What you are asked to do:
Lines with the string "monument" must each be copied from the listing.

Data supplied:
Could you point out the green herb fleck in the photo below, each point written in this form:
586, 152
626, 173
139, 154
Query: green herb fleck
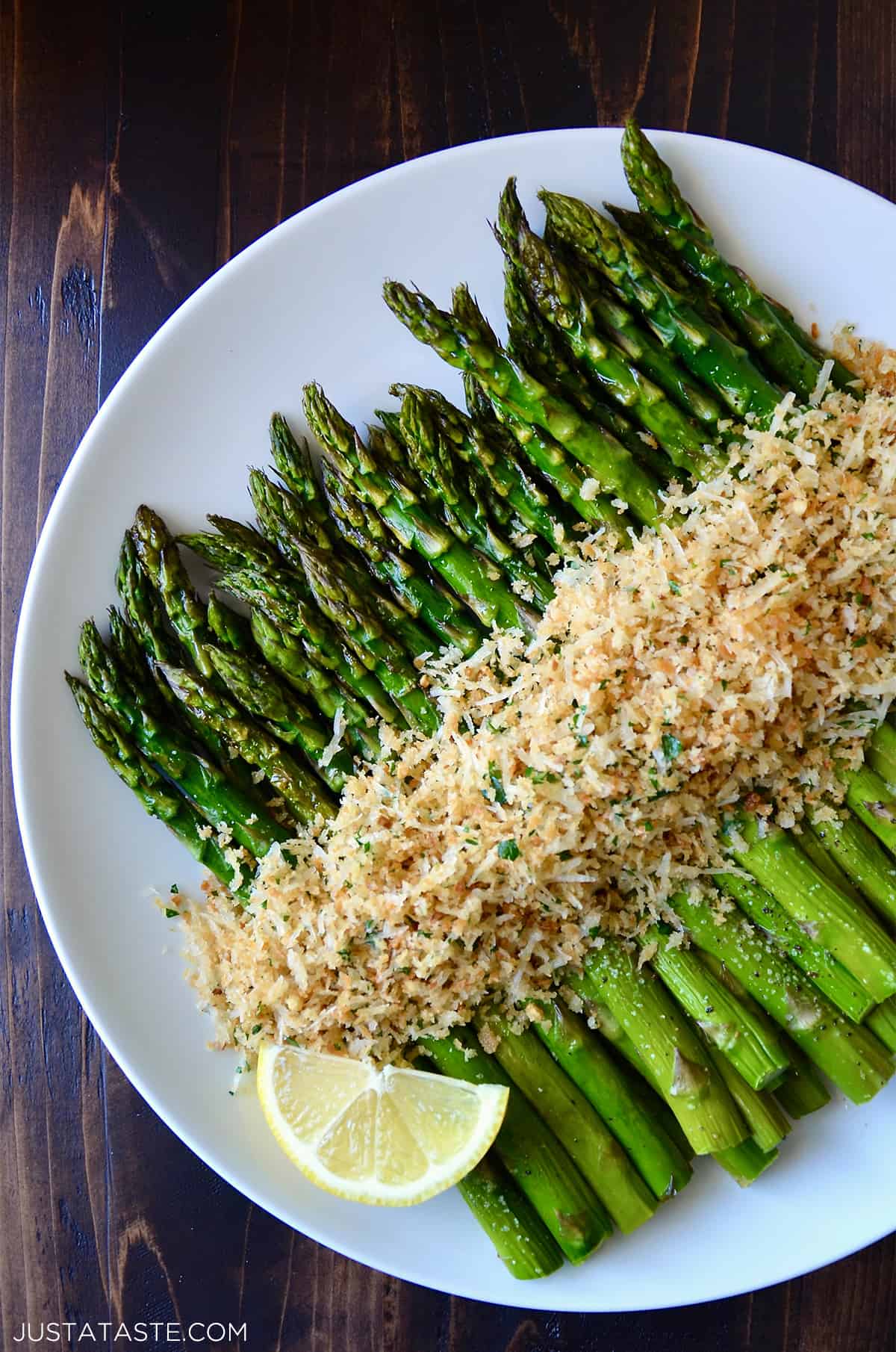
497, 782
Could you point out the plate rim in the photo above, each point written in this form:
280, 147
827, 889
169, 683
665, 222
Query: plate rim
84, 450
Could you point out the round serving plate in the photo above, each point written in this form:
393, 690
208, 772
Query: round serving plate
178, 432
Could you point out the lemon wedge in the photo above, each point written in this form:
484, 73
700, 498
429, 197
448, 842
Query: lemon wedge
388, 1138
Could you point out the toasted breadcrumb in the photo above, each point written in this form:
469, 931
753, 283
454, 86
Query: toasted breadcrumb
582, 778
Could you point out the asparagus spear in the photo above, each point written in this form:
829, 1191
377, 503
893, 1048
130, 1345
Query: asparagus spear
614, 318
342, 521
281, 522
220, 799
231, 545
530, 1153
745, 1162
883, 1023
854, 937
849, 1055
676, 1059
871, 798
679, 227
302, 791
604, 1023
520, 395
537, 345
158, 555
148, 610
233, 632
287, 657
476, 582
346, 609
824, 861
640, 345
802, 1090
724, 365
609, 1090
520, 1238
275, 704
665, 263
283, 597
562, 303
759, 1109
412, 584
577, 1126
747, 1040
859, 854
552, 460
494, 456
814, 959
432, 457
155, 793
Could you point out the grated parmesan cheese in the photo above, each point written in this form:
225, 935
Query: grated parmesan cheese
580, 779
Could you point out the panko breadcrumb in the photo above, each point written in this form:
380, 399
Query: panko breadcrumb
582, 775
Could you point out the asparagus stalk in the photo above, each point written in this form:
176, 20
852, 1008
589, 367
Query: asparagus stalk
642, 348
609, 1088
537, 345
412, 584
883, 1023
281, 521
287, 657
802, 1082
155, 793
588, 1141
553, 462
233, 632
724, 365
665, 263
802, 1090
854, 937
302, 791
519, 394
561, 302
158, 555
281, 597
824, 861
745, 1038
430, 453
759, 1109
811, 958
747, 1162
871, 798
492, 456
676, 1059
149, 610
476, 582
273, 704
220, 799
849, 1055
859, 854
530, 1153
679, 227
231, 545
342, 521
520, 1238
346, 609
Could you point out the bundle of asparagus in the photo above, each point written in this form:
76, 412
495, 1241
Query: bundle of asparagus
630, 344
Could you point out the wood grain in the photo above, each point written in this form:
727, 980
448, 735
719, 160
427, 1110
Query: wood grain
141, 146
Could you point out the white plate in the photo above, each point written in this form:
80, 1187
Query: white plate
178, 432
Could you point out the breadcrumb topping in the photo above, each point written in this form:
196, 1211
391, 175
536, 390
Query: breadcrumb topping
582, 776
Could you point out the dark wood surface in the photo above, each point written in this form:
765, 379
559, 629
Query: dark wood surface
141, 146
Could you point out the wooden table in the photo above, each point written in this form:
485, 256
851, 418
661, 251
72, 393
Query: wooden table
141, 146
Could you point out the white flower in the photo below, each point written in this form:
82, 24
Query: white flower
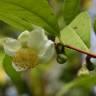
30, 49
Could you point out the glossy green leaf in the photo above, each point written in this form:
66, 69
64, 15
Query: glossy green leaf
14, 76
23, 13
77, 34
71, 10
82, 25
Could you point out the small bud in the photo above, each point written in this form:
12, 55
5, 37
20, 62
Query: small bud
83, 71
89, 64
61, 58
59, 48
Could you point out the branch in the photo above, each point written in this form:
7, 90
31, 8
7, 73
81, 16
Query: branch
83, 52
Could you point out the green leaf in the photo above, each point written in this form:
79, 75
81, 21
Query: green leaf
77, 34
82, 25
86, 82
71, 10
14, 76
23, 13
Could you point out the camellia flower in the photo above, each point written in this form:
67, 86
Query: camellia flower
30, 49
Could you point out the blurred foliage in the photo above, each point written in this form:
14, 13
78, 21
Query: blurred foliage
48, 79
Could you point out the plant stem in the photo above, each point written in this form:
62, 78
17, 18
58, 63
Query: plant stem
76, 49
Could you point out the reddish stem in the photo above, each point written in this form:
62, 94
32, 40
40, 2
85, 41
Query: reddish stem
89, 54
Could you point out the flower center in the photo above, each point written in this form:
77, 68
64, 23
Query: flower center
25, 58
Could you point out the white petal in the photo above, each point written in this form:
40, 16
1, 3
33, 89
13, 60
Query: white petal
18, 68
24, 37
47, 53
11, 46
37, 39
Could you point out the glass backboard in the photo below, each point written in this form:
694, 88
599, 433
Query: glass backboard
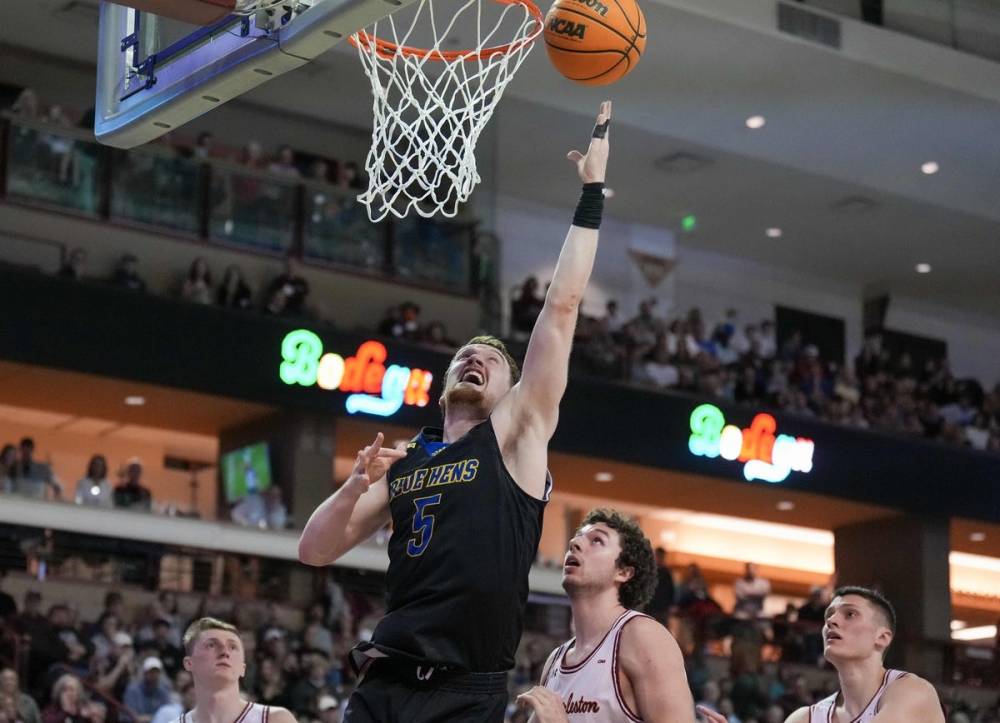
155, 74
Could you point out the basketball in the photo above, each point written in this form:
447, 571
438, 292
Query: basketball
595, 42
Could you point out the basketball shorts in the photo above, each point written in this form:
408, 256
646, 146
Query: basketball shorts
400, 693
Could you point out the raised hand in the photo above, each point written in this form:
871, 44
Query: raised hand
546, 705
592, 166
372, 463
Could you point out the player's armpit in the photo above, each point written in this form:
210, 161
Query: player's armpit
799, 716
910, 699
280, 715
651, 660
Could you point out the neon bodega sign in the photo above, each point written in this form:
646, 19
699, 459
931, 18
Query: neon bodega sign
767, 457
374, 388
--
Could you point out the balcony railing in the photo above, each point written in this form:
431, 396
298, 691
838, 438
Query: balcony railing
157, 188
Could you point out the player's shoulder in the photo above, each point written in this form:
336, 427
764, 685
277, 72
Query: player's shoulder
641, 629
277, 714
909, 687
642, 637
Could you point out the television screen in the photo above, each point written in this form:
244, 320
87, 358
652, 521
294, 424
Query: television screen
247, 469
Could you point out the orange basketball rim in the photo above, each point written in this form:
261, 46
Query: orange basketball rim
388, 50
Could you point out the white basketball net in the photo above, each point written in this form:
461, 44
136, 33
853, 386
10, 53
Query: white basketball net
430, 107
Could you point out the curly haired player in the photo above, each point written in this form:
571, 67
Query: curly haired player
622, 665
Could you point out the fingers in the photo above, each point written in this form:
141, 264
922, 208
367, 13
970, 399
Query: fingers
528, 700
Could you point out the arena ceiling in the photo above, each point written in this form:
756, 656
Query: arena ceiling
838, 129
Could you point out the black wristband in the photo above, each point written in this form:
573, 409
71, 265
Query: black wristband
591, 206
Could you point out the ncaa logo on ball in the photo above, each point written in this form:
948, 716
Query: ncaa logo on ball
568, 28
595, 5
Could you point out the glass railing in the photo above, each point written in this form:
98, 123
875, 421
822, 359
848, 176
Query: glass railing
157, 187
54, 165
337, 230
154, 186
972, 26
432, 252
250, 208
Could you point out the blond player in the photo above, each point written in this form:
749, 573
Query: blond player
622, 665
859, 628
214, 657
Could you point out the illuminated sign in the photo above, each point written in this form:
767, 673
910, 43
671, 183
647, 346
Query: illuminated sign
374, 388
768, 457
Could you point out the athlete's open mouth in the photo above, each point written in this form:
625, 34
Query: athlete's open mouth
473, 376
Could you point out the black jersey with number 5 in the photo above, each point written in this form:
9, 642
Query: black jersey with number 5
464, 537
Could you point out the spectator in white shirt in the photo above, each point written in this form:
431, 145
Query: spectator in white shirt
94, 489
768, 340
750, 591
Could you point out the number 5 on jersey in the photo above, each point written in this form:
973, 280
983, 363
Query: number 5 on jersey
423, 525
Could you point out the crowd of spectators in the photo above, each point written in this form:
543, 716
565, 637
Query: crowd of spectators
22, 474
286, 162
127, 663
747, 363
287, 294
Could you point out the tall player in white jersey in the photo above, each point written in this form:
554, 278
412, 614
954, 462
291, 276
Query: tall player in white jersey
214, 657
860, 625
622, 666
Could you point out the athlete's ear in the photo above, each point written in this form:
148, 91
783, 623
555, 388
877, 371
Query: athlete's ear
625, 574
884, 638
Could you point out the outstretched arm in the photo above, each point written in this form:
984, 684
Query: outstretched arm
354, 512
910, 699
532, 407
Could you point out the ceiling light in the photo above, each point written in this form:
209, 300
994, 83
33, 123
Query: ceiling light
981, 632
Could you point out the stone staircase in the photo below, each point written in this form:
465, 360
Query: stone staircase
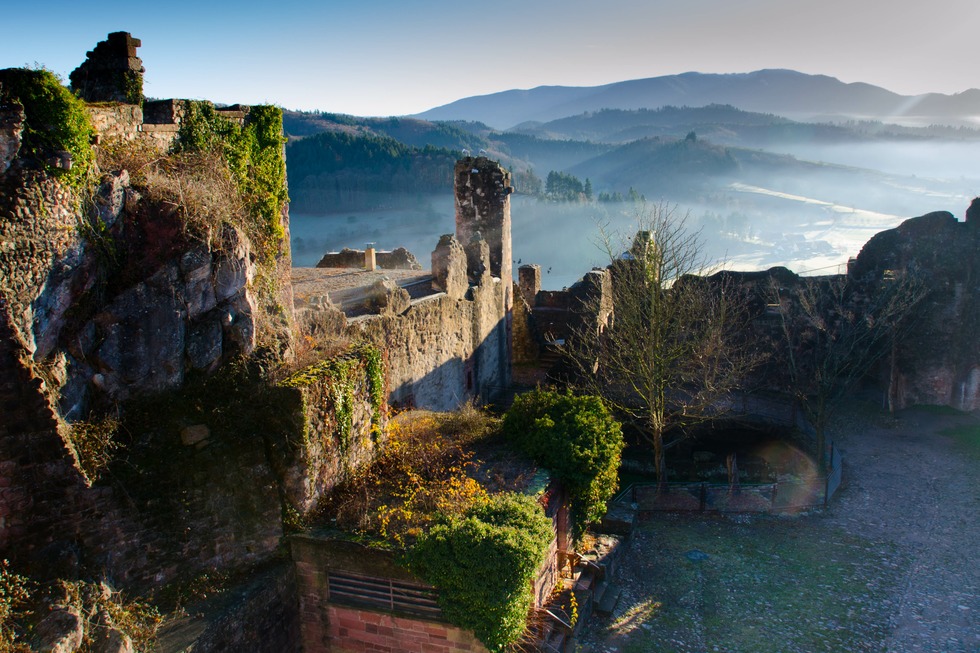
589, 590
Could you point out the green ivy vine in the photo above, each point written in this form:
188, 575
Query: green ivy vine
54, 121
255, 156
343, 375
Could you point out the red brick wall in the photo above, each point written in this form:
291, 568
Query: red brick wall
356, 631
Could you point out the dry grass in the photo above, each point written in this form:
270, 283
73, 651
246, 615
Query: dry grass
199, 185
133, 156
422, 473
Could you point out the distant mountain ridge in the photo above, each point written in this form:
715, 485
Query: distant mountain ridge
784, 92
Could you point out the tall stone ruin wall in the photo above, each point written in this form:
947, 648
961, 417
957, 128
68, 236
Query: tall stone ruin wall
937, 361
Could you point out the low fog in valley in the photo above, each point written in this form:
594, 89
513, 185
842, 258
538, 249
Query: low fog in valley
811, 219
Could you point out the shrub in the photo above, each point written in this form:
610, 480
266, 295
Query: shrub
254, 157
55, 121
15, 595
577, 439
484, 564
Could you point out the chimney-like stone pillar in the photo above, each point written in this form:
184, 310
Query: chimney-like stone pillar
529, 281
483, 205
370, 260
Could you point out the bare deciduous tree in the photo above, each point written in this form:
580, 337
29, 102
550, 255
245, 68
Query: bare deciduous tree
* * *
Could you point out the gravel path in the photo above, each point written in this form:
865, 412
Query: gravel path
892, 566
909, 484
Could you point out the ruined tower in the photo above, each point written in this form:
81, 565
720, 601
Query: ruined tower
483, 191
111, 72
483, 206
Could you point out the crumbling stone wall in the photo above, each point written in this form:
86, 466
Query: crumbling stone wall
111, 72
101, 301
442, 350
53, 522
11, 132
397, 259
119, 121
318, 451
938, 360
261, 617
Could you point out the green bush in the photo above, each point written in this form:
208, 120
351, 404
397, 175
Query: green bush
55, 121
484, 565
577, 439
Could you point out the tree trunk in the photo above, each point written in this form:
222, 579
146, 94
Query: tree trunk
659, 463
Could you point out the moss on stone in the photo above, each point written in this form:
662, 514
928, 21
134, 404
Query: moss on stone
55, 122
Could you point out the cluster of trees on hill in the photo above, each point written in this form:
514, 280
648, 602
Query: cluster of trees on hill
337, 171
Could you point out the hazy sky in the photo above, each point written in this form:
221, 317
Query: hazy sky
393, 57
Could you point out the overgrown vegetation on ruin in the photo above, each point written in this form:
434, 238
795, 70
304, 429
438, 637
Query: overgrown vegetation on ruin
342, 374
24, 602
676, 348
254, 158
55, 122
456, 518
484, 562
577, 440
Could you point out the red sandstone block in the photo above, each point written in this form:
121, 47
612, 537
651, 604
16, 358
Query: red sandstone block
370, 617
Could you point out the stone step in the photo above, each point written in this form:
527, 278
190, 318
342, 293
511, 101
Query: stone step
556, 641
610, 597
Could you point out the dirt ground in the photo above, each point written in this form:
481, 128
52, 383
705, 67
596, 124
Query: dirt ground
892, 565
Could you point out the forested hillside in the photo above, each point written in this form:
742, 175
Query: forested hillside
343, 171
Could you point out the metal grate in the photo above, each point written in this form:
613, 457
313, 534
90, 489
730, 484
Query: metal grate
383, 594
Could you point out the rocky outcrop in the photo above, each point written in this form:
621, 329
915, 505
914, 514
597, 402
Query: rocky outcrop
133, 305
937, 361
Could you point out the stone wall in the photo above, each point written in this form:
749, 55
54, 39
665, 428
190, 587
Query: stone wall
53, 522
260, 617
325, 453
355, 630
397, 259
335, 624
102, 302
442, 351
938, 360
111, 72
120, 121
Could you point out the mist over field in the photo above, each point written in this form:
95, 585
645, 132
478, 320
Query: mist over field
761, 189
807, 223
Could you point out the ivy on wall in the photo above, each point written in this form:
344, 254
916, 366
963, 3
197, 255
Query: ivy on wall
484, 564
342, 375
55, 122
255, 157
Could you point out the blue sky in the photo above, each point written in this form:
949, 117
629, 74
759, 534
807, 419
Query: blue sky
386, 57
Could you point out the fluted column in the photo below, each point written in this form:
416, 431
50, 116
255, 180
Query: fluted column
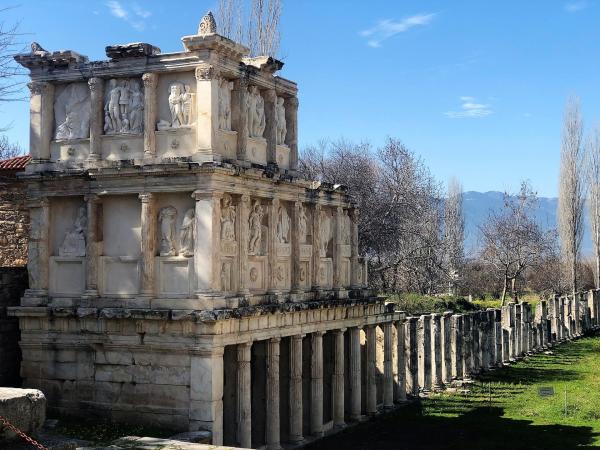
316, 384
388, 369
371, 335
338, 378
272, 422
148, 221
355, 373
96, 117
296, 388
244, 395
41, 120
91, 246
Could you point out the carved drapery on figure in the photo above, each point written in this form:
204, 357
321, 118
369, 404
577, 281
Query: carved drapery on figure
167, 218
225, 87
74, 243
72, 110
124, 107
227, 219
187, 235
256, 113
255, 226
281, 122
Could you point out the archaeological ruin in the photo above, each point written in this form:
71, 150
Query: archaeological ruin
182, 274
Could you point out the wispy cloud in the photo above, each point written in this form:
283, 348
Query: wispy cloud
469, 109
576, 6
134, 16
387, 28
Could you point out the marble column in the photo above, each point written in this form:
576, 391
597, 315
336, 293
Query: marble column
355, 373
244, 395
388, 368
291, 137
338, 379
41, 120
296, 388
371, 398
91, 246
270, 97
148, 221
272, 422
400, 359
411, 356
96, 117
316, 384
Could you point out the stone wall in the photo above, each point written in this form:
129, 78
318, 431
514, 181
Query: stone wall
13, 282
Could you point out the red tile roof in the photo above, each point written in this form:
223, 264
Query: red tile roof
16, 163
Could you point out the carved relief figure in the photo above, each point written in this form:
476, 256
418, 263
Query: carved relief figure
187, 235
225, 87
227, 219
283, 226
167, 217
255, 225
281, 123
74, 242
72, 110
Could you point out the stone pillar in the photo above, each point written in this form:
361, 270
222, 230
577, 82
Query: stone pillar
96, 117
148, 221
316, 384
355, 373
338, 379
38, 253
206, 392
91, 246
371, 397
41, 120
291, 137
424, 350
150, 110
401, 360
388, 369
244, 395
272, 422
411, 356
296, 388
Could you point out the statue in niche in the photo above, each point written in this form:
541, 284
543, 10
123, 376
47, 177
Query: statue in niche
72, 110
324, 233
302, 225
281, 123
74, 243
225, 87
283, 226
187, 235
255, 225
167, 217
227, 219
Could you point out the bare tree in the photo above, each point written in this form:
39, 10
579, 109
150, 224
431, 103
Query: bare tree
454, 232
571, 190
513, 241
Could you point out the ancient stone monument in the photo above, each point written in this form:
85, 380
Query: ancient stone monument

Answer area:
Could you point out the ancient stone monument in the photo above, each point written in this form:
Query: ancient stone monument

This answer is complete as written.